- _Problem details_
Reproduce the items below character for character, from the line containing "Reviewer note: confirm that each instance of the blue" through the end of the items, with nothing before or after.

++++++++++++++++++++

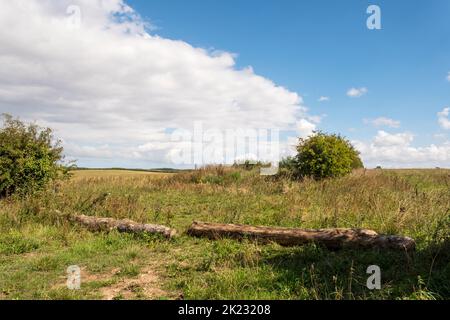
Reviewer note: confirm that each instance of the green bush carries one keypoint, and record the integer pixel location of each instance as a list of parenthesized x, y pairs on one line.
[(29, 157), (325, 156)]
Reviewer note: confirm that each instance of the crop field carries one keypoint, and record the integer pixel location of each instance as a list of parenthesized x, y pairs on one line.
[(38, 243)]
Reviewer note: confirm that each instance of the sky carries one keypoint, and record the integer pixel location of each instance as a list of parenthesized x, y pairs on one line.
[(125, 83)]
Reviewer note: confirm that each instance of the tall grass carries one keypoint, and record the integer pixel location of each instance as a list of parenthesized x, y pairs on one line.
[(414, 203)]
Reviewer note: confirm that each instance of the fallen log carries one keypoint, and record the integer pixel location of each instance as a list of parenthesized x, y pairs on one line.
[(330, 238), (107, 224)]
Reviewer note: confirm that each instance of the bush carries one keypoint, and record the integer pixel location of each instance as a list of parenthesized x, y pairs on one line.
[(325, 156), (29, 157)]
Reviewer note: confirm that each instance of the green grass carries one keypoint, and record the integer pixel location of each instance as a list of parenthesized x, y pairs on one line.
[(37, 245)]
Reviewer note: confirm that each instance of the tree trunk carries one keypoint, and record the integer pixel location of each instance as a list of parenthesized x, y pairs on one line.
[(330, 238), (108, 224)]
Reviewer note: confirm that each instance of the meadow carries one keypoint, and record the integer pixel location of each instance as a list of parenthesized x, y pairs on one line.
[(38, 243)]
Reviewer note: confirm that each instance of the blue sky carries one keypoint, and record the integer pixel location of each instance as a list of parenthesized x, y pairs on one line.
[(322, 48), (116, 91)]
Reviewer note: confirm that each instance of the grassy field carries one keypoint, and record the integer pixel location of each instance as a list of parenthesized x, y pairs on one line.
[(37, 244)]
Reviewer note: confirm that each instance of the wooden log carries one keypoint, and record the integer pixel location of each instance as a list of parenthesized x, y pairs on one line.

++++++++++++++++++++

- _Exercise answer_
Reviewer note: confirm that each instance of the blue sky carries one keypoint, and record the integer pixel location of each instance as a list of parenthesized x, y pairs on one line.
[(322, 48), (116, 91)]
Reviewer note: confirm that each instance of the grassy field carries one keypoint, and record the integer pixel location of each instance as a list of parenthesized x, y pairs on one line.
[(37, 244)]
Reviewer note: confirm that each instance of the wooden log carries one keypoint, and record the integer pixel location of each instance as a list of parenthesized x, y pairs on one line.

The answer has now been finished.